◆ **TEXT SECTION**:
#####

In [None]:
__author__ = 'Benjamin Weaver <benjamin.weaver@noirlab.edu>'
__version__ = '20210125'
__datasets__ = ['sdss_dr16']
__keywords__ = ['HowTo','spectra','query','visualization','SDSS']

# How to Plot Spectral Data with Prospect, Specutils and the Data Lab Spectrum Service

## Table of Contents

* [Goals](#Goals)
* [Summary](#Summary)
* [Disclaimer & Attribution](#Disclaimer-&-Attribution)
* [Imports & Setup](#Imports-&-Setup)
* [Authentication](#Authentication)
* [SDSS/eBOSS spPlate file](#SDSS/eBOSS-spPlate-file)
  - [Find Plate 2955 in the Spectrum Service](#Find-Plate-2955-in-the-Spectrum-Service)
  - [Spectrum Identifiers](#Spectrum-Identifiers)
  - [Spectrum Service: Flux versus Wavelength](#Spectrum-Service:-Flux-versus-Wavelength)
  - [Redshift and other Metadata](#Redshift-and-other-Metadata)
* [Launch the Visualization](#Launch-the-Visualization)
* [SDSS Spectra and Redshifts from Files](#SDSS-Spectra-and-Redshifts-from-Files)
* [References & Resources](#References-&-Resources)

#####

◆ **GIVEN DATA**:
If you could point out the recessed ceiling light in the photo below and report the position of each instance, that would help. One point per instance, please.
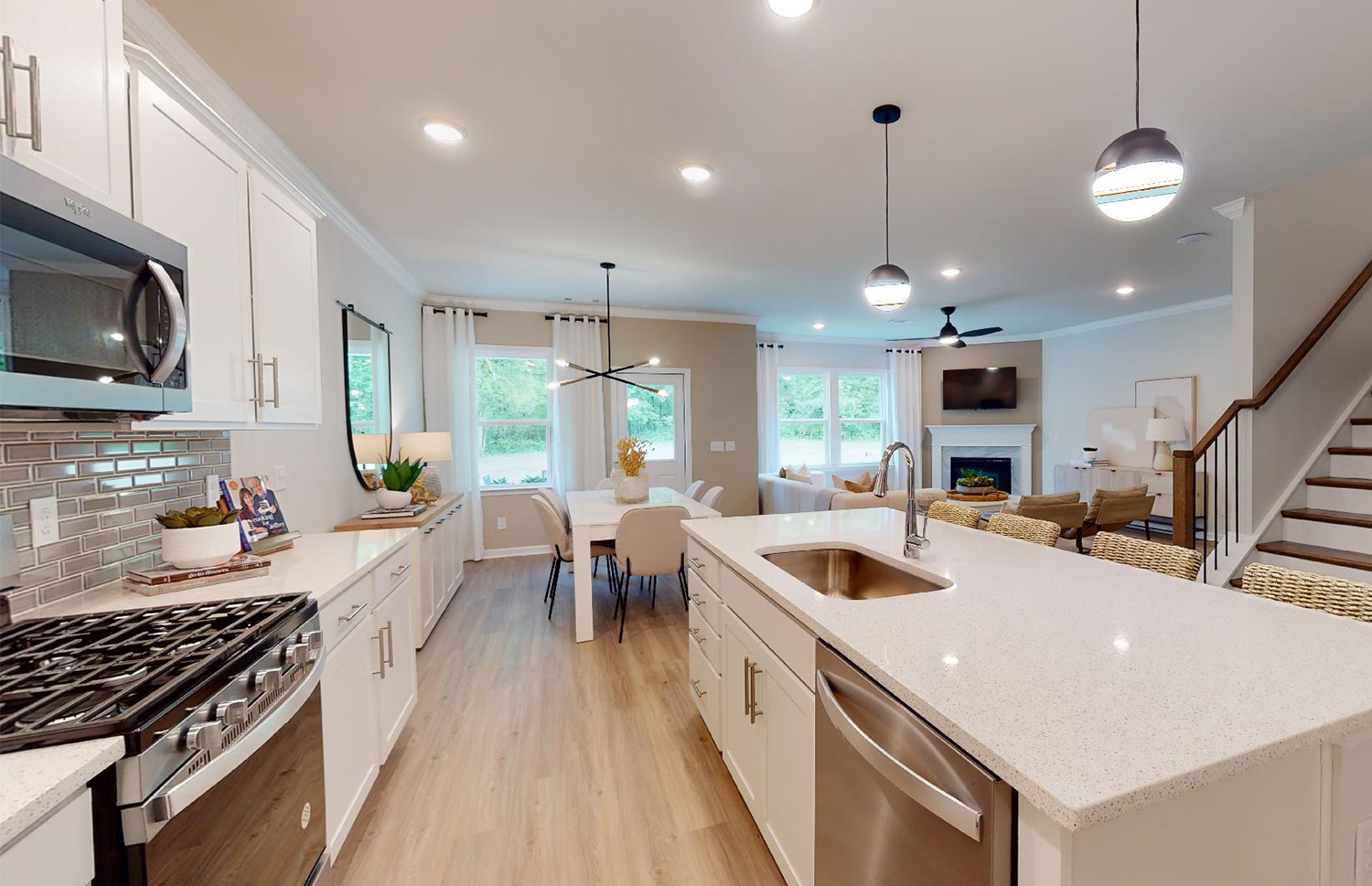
(694, 173)
(438, 131)
(790, 8)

#####

◆ **DIRECTIVES**:
(A) In the spectral plotting notebook, which plate number is located in the Spectrum Service?
(B) Translate the title of the spectral plotting notebook, "How to Plot Spectral Data with Prospect, Specutils and the Data Lab Spectrum Service", into Spanish.
Use only the spectral plotting notebook to respond.

◆ **SOLUTIONS IN ORDER**:
(A) Plate 2955.

(B) Cómo graficar datos espectrales con Prospect, Specutils y el Spectrum Service de Data Lab